### [Requirements]
Beginning with the line containing "the dark brown" and ending with the last line of the records, set down every line exactly.

### [Input material]
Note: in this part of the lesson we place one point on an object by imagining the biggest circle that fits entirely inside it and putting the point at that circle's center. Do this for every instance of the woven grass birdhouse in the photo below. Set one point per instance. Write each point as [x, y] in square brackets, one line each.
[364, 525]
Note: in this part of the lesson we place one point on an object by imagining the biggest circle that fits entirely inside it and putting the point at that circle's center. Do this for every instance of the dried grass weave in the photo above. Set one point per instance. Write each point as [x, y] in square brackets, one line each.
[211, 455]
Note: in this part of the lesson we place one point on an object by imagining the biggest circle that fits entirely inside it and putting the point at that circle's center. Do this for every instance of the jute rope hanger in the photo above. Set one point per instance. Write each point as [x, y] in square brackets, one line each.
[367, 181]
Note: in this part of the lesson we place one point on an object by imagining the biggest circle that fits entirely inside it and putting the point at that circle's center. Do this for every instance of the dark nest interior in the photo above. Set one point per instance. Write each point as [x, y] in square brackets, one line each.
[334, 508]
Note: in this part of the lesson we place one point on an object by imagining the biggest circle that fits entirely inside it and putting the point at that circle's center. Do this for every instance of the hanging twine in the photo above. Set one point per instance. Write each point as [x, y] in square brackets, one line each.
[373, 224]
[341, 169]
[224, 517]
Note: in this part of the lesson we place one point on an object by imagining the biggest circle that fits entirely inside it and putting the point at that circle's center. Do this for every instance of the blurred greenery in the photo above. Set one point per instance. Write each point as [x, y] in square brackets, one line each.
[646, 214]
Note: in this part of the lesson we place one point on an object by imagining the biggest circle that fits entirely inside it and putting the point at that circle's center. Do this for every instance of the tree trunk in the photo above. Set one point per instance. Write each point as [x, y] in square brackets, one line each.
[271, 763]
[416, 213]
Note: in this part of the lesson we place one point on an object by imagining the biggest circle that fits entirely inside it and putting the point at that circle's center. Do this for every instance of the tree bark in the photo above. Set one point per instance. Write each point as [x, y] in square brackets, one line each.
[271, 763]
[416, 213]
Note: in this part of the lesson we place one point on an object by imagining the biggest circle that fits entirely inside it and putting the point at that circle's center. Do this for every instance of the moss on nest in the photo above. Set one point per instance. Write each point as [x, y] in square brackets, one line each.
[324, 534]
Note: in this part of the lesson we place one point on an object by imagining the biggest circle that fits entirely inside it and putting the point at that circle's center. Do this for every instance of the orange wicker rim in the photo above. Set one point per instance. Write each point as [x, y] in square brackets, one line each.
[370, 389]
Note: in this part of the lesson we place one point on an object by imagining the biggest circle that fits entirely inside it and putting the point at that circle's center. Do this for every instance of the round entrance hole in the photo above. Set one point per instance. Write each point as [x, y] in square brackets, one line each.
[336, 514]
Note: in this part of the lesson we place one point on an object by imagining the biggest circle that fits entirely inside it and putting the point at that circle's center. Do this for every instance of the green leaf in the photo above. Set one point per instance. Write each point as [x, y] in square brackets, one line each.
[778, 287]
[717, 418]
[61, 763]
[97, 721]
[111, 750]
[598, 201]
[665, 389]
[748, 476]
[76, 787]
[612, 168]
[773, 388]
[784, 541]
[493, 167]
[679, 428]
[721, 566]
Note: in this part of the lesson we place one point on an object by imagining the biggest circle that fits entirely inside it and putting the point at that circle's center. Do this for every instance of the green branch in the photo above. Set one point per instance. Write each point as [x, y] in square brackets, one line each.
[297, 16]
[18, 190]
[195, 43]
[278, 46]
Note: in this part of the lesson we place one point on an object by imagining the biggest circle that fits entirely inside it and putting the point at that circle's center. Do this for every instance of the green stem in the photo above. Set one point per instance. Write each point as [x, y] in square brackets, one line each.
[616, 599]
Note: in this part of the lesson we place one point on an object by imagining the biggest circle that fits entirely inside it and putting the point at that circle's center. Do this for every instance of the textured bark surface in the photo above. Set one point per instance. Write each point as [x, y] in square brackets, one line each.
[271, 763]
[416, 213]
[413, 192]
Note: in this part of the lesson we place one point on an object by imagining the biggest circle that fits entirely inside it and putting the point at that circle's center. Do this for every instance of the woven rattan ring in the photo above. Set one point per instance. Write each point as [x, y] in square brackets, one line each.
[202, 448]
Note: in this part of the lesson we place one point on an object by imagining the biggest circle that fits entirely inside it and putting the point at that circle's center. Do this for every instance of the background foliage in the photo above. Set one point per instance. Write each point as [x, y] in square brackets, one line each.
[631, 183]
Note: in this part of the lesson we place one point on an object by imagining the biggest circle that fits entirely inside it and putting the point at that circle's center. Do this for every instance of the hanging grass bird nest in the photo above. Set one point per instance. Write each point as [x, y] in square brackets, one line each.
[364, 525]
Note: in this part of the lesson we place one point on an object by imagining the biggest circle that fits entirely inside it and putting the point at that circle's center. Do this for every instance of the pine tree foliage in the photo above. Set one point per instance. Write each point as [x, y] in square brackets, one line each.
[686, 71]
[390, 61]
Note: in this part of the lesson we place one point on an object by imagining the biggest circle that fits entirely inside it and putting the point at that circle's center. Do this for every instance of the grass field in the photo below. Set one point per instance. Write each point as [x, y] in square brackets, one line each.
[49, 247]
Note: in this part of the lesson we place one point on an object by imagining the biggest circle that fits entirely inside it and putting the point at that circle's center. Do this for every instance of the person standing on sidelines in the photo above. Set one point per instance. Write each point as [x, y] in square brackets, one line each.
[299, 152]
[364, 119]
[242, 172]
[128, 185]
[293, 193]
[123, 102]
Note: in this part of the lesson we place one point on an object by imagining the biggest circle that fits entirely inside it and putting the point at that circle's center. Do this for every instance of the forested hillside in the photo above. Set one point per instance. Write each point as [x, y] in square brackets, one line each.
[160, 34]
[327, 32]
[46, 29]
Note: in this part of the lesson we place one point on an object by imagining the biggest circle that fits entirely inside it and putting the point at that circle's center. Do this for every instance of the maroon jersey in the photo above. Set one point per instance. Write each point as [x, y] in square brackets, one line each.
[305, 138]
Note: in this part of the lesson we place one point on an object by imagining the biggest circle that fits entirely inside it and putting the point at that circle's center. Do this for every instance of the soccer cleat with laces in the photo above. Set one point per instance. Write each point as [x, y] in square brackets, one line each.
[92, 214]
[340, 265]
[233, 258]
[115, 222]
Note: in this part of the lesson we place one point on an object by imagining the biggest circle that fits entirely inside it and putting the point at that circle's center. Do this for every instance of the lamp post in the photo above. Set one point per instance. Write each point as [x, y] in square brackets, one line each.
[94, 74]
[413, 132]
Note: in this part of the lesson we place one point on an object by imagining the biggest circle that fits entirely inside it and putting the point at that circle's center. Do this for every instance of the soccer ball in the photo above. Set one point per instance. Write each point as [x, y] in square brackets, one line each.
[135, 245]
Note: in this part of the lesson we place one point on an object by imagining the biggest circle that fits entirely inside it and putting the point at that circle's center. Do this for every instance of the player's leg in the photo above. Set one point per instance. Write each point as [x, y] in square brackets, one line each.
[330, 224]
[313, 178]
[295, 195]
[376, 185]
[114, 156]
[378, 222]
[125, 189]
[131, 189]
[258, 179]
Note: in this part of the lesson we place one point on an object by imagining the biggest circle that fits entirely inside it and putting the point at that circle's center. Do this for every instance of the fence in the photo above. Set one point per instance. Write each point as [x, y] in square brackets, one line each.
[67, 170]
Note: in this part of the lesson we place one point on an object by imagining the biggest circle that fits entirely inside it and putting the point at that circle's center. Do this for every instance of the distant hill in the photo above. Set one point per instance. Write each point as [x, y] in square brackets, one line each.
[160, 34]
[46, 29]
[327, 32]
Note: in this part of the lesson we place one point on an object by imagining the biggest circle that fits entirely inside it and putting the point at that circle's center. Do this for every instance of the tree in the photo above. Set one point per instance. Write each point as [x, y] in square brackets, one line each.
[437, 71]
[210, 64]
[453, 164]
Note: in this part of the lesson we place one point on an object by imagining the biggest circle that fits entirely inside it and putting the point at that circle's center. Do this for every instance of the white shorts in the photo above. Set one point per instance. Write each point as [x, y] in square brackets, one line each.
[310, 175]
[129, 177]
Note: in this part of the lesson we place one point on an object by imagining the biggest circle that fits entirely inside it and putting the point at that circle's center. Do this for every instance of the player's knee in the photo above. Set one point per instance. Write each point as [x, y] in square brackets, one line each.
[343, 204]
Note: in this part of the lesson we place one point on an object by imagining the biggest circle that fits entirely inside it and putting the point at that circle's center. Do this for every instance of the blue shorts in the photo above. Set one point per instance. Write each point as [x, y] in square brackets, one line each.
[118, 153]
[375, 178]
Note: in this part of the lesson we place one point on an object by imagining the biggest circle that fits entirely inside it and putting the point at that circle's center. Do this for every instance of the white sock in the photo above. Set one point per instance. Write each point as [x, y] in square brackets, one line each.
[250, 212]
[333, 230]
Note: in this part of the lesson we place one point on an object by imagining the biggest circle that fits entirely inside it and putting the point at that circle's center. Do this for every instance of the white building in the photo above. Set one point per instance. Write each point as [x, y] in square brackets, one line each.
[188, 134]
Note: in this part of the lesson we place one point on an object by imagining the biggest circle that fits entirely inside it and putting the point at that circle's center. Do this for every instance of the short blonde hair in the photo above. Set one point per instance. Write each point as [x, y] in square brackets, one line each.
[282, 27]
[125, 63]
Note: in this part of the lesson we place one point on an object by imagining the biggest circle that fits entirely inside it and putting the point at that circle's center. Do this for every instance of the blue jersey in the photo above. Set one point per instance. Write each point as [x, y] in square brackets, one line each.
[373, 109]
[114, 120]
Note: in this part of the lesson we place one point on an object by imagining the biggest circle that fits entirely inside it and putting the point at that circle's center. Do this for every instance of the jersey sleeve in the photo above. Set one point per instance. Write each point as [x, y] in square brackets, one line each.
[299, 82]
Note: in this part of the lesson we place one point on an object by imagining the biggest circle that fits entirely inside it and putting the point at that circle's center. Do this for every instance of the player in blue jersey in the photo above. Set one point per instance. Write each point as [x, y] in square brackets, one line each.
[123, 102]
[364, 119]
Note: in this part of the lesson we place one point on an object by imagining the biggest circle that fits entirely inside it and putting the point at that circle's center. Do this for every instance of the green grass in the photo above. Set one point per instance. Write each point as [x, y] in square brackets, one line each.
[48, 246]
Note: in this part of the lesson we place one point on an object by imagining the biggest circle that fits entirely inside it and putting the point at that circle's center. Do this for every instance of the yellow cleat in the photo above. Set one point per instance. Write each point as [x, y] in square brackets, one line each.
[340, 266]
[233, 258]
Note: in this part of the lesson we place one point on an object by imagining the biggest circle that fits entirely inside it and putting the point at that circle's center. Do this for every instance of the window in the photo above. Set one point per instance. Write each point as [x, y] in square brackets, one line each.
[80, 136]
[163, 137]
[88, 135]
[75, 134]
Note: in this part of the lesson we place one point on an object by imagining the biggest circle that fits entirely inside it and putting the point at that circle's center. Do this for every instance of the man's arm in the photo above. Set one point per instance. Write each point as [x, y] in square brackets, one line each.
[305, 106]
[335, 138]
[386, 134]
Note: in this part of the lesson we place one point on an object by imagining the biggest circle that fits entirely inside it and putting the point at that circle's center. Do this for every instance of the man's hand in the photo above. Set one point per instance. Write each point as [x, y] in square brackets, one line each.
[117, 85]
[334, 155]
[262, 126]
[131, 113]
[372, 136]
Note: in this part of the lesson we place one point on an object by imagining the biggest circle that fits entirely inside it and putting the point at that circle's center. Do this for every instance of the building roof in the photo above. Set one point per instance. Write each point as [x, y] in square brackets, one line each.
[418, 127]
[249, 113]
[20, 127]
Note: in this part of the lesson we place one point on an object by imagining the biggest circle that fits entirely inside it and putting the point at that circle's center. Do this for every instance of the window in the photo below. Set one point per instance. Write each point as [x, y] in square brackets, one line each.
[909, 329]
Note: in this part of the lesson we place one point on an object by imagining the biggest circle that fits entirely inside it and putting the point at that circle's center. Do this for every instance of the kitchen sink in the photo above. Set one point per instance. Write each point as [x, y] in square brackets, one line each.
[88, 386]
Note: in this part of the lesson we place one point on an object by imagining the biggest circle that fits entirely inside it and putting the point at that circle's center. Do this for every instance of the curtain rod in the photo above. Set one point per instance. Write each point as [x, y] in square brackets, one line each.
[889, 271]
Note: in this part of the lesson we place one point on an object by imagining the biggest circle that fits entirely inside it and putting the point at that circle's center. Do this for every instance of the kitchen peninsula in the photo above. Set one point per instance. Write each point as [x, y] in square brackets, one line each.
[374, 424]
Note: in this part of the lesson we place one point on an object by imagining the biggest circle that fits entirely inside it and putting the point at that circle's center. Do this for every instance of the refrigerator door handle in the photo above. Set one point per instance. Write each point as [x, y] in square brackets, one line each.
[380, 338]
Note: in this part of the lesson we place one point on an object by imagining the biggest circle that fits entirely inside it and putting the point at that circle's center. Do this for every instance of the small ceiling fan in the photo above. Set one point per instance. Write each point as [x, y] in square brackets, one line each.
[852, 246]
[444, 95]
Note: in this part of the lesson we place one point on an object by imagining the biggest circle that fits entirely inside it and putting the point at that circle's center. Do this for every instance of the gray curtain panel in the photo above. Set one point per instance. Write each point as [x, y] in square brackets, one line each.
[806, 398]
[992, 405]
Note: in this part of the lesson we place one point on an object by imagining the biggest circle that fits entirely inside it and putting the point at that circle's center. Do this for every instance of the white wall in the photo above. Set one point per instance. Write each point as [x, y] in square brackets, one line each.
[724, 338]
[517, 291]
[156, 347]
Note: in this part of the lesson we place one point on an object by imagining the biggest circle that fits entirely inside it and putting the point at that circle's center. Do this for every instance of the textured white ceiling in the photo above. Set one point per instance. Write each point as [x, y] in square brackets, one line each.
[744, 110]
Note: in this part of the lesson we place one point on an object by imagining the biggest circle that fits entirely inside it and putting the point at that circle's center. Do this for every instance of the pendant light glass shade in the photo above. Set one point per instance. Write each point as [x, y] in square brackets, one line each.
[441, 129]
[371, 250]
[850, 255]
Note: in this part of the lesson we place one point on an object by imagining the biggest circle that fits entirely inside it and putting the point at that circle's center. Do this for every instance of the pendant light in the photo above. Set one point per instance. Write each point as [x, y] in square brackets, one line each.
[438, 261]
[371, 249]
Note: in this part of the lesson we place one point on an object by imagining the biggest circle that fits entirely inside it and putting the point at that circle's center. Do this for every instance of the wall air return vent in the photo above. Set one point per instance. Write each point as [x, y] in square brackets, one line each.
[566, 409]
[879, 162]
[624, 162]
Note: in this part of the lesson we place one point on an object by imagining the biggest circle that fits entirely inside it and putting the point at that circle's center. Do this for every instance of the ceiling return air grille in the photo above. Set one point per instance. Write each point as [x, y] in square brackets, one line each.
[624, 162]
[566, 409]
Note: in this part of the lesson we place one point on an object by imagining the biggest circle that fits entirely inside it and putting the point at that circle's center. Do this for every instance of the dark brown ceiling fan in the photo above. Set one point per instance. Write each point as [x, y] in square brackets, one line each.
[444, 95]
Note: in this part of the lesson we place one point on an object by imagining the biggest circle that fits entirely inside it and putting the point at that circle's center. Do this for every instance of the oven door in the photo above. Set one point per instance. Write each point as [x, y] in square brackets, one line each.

### [Written response]
Note: in this part of the lesson we place one point on an object by imagining the biggest circle that fits entirely inside it and putting the point at that circle's center. Do this for every instance of the dark brown ceiling fan in the photo above. Set one point per instance. Write each point as [x, y] in square brackets, one line each.
[444, 95]
Note: in this part of the lesson we place one point on an object by imagining the biggest circle that fits entirely inside it and putting the point at that circle's center. Do this for every instance of the oven door in the photo above. Set one point per instance. Write each point as [x, y] in square brackets, one line each.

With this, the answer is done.